:: EXERCISE REQUIREMENTS ::
Copy out every line of the listing in which "spectator" appears.
--- RECORDS FOR THE EXERCISE ---
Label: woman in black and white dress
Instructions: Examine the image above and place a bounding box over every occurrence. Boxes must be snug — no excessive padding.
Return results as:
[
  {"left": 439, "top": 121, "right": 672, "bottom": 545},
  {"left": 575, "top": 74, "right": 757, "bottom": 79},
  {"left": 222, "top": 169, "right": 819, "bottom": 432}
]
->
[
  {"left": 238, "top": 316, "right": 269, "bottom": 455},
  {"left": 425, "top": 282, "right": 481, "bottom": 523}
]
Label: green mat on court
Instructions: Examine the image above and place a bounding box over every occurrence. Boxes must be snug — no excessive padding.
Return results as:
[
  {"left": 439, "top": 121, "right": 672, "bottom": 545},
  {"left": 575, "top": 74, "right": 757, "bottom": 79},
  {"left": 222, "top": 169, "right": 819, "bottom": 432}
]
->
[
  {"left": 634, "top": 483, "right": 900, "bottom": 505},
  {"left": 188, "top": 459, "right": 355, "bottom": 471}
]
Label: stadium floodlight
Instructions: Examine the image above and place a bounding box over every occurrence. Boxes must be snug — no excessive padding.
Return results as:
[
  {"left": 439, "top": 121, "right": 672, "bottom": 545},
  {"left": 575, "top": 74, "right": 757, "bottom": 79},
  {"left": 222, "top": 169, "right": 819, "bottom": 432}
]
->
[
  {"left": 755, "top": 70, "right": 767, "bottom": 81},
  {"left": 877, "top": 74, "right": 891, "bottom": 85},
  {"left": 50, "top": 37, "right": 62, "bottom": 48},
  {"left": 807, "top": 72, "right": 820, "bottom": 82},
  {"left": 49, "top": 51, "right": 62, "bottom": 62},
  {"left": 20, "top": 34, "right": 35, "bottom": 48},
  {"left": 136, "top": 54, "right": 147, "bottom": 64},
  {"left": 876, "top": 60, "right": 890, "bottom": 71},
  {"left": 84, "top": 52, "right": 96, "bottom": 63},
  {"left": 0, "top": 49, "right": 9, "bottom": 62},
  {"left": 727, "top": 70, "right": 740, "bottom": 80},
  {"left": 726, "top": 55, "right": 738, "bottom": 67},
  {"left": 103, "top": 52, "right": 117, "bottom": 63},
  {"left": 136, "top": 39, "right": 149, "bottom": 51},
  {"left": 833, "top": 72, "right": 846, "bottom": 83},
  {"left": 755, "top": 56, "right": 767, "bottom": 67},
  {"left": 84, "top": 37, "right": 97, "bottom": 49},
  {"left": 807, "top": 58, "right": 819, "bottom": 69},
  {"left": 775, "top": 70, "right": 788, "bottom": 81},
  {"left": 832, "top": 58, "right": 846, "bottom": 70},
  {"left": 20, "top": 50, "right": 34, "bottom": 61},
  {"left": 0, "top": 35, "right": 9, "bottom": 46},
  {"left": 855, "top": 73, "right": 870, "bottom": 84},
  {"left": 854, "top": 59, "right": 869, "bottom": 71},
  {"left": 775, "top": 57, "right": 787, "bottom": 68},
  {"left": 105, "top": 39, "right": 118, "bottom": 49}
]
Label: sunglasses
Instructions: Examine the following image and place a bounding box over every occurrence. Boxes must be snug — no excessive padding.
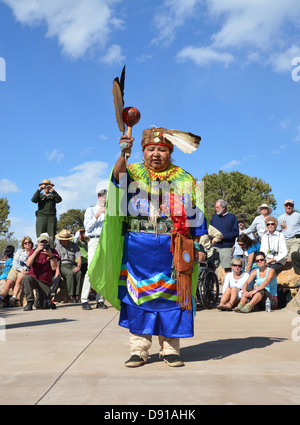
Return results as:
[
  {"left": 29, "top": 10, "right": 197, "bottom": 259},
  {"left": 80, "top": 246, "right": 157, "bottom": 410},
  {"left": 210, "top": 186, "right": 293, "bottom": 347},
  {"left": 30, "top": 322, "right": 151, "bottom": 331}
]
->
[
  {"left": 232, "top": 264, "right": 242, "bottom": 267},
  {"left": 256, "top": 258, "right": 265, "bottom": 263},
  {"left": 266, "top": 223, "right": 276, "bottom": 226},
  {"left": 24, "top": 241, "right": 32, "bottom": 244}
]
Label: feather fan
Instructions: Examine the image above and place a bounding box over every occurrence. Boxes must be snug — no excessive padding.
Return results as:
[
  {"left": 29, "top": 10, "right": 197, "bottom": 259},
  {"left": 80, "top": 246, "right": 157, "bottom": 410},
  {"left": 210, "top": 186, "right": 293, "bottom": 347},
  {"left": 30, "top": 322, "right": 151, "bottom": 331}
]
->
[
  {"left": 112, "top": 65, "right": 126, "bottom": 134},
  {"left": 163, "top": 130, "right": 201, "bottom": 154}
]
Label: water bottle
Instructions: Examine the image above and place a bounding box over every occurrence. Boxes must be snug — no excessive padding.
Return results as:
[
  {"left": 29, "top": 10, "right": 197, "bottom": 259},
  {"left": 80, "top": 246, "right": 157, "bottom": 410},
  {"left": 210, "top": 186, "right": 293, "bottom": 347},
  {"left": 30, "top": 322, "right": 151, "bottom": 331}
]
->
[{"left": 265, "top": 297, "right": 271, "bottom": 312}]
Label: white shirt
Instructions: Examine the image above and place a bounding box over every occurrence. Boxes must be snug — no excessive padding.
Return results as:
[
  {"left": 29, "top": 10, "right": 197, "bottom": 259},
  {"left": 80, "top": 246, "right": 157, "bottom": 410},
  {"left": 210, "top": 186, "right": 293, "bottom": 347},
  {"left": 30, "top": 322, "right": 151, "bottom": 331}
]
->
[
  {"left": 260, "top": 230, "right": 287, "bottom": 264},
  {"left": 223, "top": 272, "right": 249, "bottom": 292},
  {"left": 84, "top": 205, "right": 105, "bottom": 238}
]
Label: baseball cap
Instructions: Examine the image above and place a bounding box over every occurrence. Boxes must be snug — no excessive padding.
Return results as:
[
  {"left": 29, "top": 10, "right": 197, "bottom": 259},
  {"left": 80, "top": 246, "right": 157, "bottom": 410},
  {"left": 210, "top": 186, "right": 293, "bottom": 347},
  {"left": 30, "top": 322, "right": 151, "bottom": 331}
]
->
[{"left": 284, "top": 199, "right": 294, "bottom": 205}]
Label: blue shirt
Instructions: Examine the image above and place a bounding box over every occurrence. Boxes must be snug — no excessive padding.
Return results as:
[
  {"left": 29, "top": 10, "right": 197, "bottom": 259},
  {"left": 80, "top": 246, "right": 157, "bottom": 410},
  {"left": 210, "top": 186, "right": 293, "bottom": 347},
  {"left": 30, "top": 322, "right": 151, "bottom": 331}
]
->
---
--- RECORDS FOR THE EXERCISE ---
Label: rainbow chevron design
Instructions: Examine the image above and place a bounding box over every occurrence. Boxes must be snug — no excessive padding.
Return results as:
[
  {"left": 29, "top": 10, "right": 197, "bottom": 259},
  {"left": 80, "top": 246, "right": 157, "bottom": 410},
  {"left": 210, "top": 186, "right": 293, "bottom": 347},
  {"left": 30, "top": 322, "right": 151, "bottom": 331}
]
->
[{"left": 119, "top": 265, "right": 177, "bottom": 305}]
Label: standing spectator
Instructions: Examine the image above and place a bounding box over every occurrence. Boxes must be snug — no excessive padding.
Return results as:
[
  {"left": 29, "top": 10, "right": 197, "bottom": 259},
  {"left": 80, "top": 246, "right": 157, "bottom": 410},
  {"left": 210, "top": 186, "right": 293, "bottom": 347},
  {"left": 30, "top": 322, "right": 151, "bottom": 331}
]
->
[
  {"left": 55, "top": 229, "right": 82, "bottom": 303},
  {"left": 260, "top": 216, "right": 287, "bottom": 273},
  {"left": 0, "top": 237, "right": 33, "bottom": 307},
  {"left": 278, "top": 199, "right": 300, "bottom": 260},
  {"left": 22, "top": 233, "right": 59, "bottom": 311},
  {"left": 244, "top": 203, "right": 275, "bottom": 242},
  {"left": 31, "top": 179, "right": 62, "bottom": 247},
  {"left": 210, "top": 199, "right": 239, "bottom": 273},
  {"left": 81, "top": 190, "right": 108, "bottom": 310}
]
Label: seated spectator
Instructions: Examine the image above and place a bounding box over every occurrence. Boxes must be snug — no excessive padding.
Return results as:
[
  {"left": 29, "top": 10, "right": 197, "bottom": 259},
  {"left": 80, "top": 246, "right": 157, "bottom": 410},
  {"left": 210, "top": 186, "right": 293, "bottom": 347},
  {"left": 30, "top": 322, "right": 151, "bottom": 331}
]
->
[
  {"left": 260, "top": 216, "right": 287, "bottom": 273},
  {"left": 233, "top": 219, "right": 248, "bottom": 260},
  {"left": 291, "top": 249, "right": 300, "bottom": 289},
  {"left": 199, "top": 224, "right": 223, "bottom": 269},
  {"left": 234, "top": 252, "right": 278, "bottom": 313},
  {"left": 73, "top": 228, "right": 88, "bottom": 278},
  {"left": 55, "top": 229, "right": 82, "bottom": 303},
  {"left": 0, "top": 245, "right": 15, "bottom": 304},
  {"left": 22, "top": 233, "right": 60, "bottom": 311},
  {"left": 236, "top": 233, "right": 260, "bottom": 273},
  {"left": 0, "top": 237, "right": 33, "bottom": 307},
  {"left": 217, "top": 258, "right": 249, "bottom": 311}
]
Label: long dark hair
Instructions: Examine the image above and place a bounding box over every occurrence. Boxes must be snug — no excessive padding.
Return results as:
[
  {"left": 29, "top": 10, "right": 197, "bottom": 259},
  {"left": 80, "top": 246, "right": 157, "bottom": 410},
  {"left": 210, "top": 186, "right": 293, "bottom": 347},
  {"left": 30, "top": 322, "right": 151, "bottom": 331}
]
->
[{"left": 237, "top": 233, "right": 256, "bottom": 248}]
---
:: TASK OUTPUT ::
Label: standing spectator
Label: seated spectator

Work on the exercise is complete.